## Task objective
Return the data that follows exactly. Include every line.

# # #

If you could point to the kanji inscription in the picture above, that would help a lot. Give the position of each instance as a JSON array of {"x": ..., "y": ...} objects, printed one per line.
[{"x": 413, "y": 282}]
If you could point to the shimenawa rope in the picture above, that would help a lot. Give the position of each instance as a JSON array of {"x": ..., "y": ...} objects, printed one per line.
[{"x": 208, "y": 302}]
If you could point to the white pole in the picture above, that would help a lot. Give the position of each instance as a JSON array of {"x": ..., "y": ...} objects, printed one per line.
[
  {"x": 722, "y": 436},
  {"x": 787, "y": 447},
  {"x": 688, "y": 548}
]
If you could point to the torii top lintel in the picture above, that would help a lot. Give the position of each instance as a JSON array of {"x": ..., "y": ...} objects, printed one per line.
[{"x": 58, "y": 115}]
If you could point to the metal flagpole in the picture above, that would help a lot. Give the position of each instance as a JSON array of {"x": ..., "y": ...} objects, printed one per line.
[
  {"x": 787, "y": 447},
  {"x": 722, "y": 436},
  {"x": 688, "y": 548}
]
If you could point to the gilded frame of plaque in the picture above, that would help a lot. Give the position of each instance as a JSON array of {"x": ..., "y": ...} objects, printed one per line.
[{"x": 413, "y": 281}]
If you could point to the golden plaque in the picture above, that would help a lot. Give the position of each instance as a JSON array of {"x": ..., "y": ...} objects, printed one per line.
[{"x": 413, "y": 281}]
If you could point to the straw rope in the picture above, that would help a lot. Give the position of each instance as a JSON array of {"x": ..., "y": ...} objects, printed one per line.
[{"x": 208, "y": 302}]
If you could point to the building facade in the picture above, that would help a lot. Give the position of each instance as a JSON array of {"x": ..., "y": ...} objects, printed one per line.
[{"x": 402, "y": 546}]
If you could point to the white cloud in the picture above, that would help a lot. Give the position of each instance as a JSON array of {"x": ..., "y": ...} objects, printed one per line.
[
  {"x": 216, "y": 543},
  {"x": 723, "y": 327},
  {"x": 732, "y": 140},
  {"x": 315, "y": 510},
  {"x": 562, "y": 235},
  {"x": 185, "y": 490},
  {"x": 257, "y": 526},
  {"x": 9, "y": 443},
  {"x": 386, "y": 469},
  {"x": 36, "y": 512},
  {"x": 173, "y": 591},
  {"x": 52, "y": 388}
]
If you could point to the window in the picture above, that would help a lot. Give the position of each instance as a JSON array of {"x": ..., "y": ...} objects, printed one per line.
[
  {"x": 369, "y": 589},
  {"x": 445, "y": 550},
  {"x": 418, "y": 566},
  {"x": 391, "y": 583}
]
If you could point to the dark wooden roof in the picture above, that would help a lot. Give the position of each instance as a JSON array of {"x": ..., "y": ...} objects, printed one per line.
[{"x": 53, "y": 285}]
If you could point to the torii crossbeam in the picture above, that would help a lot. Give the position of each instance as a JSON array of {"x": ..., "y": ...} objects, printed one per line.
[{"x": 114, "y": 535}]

# # #

## Result for this task
If you could point to the kanji inscription in the picture above, that would help a lot. Give the position of each instance as a JSON array of {"x": ..., "y": ...} objects, printed one per line.
[{"x": 413, "y": 282}]
If you could point to the shimenawa rope in the picture above, that would help a lot. Give the position of each instance as a JSON array of {"x": ..., "y": ...} objects, printed one per line.
[{"x": 208, "y": 302}]
If you could point to the white pole in the picture above, that would help a lot. Give the position of each instance as a JSON array of {"x": ..., "y": ...} objects, printed one per line.
[
  {"x": 722, "y": 436},
  {"x": 787, "y": 447},
  {"x": 688, "y": 548}
]
If you could point to the torii top lintel in the picture above, that would help a lot. Give the position of each instance as a JSON array of {"x": ..., "y": ...} objects, printed one per line.
[{"x": 58, "y": 115}]
If you could point to the metal flagpole in the picture above, that would help a lot. Give the position of each instance as a JSON array of {"x": ..., "y": ...} objects, printed one per line.
[
  {"x": 787, "y": 447},
  {"x": 722, "y": 436},
  {"x": 688, "y": 548}
]
If you could point to the gilded frame of plaque in the picture above, that would help a lot. Give the position of each instance as a JSON array of {"x": ..., "y": ...} objects, printed one per line.
[{"x": 413, "y": 281}]
If you could point to the golden plaque in the picture above, that would help a lot. Give the position of each instance as a JSON array of {"x": ..., "y": ...} objects, printed one per line.
[{"x": 413, "y": 281}]
If you could point to the straw rope in the picture above, that would help a lot. Give the position of each instance as a JSON array of {"x": ..., "y": ...} objects, printed one per line.
[{"x": 208, "y": 302}]
If you could point to the building facade in the picture above, that would help a lot. Give the position of each instance as a JSON array of {"x": ..., "y": ...} objects, printed one per line.
[{"x": 402, "y": 546}]
If you could point to the white cloud in the picture above, that would help a lot. Give the position of each instance as a JSON array of {"x": ..., "y": ...} objects, printed one per line.
[
  {"x": 216, "y": 543},
  {"x": 723, "y": 327},
  {"x": 732, "y": 140},
  {"x": 315, "y": 510},
  {"x": 562, "y": 235},
  {"x": 185, "y": 490},
  {"x": 257, "y": 526},
  {"x": 9, "y": 443},
  {"x": 386, "y": 469},
  {"x": 36, "y": 512},
  {"x": 173, "y": 591},
  {"x": 52, "y": 388}
]
If you could point to the window in the picture above, that would help a lot. Give the position of each instance as a JSON array of {"x": ..., "y": ...} objects, printed one per line.
[
  {"x": 369, "y": 589},
  {"x": 445, "y": 550},
  {"x": 418, "y": 566},
  {"x": 391, "y": 583}
]
If you could point to the dark wooden roof in the picture above, that would help a lot. Give the position of each instance as a JSON array of {"x": ..., "y": ...} objects, printed one per line.
[{"x": 53, "y": 285}]
If you could point to the torii crossbeam in the picture above, that would help a lot. Give the position of each instance as a JSON array of {"x": ..., "y": ...} objects, printed one per line.
[{"x": 114, "y": 535}]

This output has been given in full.